Count how many lines in the entries below contain the word "lapel", and reply with that number alone.

▬▬▬▬▬▬▬▬▬▬

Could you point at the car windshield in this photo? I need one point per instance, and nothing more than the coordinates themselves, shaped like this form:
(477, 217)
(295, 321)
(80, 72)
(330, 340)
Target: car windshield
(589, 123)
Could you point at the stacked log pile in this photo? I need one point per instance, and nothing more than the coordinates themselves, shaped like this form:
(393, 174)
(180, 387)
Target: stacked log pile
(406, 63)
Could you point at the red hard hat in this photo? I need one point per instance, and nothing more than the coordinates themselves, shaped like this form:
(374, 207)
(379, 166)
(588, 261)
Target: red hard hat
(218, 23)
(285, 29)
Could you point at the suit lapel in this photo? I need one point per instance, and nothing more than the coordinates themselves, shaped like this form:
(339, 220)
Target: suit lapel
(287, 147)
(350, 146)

▬▬▬▬▬▬▬▬▬▬

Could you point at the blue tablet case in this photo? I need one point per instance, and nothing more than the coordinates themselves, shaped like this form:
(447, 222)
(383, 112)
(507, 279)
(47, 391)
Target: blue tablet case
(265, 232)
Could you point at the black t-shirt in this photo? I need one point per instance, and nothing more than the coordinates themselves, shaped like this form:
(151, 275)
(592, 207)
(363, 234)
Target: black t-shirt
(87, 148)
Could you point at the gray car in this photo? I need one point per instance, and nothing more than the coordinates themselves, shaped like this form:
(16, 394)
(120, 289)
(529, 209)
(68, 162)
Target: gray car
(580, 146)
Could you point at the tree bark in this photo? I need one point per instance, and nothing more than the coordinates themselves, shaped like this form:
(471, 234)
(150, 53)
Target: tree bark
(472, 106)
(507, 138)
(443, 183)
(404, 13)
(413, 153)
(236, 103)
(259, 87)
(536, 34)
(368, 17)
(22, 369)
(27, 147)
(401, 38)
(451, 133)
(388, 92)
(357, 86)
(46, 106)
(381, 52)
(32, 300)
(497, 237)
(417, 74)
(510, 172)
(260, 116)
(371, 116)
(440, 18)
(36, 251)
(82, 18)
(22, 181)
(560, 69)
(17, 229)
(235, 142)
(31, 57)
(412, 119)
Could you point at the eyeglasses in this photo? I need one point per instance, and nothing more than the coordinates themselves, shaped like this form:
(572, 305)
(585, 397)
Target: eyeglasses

▬▬▬▬▬▬▬▬▬▬

> EXERCISE SOLUTION
2